Start of Data records

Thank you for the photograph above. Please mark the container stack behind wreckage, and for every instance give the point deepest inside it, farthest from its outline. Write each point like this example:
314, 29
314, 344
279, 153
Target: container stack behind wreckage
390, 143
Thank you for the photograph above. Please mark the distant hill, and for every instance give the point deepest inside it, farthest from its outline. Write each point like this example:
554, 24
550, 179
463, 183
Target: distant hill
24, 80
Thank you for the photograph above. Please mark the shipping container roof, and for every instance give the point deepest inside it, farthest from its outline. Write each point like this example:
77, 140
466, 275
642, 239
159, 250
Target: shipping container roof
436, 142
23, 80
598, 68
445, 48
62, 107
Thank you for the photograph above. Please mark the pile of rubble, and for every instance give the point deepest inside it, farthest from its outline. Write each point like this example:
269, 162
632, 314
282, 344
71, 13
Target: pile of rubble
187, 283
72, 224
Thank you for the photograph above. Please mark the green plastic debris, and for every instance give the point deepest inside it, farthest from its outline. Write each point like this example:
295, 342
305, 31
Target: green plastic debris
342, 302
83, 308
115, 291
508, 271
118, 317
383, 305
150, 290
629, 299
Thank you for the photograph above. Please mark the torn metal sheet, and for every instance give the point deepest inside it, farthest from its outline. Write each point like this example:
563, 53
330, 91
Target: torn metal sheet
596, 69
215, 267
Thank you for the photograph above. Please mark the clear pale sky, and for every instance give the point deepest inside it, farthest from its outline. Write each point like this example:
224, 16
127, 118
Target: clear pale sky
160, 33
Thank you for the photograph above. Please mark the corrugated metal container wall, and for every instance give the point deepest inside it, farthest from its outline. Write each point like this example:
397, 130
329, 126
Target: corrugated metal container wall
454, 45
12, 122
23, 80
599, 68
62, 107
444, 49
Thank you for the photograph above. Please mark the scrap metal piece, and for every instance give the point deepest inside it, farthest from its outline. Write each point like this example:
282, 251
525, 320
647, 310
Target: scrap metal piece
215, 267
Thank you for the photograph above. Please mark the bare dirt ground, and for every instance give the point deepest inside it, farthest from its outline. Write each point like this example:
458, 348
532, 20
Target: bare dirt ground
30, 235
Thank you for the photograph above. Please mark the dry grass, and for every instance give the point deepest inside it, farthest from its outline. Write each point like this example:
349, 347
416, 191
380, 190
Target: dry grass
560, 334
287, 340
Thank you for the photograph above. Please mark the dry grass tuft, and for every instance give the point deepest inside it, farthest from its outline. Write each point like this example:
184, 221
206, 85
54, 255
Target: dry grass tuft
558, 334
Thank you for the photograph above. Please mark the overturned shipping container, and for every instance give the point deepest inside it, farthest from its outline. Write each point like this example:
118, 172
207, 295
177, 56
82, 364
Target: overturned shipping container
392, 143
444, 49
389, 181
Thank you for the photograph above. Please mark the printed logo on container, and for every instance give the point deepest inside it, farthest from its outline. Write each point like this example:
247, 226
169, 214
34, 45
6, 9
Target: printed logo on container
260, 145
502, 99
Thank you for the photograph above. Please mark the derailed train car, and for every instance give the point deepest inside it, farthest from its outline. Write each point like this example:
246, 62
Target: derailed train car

End of Data records

Reproduce the entire listing above word for word, from its first line through its last.

▶ Written solution:
Thank you for the photograph above. Please mark the container stack behind wreckage, and for every instance give the point deepest inside it, farthest from its outline. Write each point like this example:
314, 29
314, 344
279, 153
Target: container stack behind wreckage
390, 143
Thank you for the photograph above. Please mark the distant hill, and for every instance give the point deepest inside it, farthest from its outline. Write each point like this example:
554, 24
550, 179
463, 183
Target: distant hill
24, 80
Thank you for the photograph above. Please mark the shipping container roof, and for every instance give the point deepest inside it, farthest from its outline. Write each point like this example:
77, 140
466, 275
642, 239
159, 250
Target: shipping container roof
436, 142
23, 80
598, 68
445, 48
62, 107
Thank you for the photograph above. Please mark the pile of rubble, and for every instance give the point deepest inside it, farthest from its outline. Write each point like this example:
269, 162
632, 314
282, 344
71, 13
Target: pile of rubble
187, 283
72, 224
Thank you for the photograph above. Please mark the green plastic debris, and for every instance give the point deepest inside it, farthest from its outline. Write each point like this example:
295, 342
305, 31
Target: green plastic debris
342, 302
83, 308
115, 291
508, 271
118, 317
383, 305
150, 290
629, 299
Thank you for the photograph above. Please mark the torn metal sheet, and for every instance give the point deepest inside it, farthest from its outline. Write each point like this example:
563, 53
330, 91
Target: torn metal sheet
596, 69
215, 267
Thank you for the photograph above. Please mark the clear pale sky, and for every instance give the point deepest inside it, farthest from its outline. Write each point like this example:
224, 16
127, 118
Target: clear pale sky
160, 33
Thank you for the photograph above. Please mark the corrugated metal container wall, and for every instance give the point deepest inside it, farthest from its outline. Write each point like this example:
397, 130
329, 126
Target: corrugated metal container wall
454, 45
12, 122
23, 80
599, 68
62, 107
444, 49
Thank you for the photograph above. Please mark the scrap metal piece, and for every instance give the point deepest inside it, farthest from its outline. Write each point like this example:
282, 251
525, 320
647, 310
Target: scrap metal piece
215, 267
Thank you for the photograph above. Please mark the bare dirt ground, and for every instance give the point deepest inside it, farthest from its outline. Write each point like this example:
458, 348
532, 20
Target: bare dirt ground
30, 235
Thank you for the photograph above. Please mark the dry grass, and for every instance give the point deepest inside it, farthest from its outline. Write each point like this example:
349, 347
416, 191
380, 190
Target: dry grass
560, 334
287, 340
Thank you for the photograph above. Please mark the dry grass tuft, and for every instance give the point deepest inside it, farthest from its outline. Write each point like this example:
184, 221
206, 85
54, 255
Target: dry grass tuft
558, 334
Thank you for the photograph above. Please mark the overturned shipping container, and for every instance give the point deepest inside it, farthest from its outline. Write each point like this example:
118, 172
207, 295
177, 56
82, 364
Target: overturned shipping container
392, 143
444, 49
389, 181
Thank you for the photograph above. Please mark the printed logo on container, and for every instance give the point deepest inside it, farthest from its outline. Write each point like this example:
247, 226
169, 214
34, 45
6, 9
Target: printed logo on container
260, 145
502, 99
Thank you for the photograph above. Please mark the derailed train car, and for every instance give the point deepest inside it, farthest from its outline. Write each point like this example:
246, 62
Target: derailed train car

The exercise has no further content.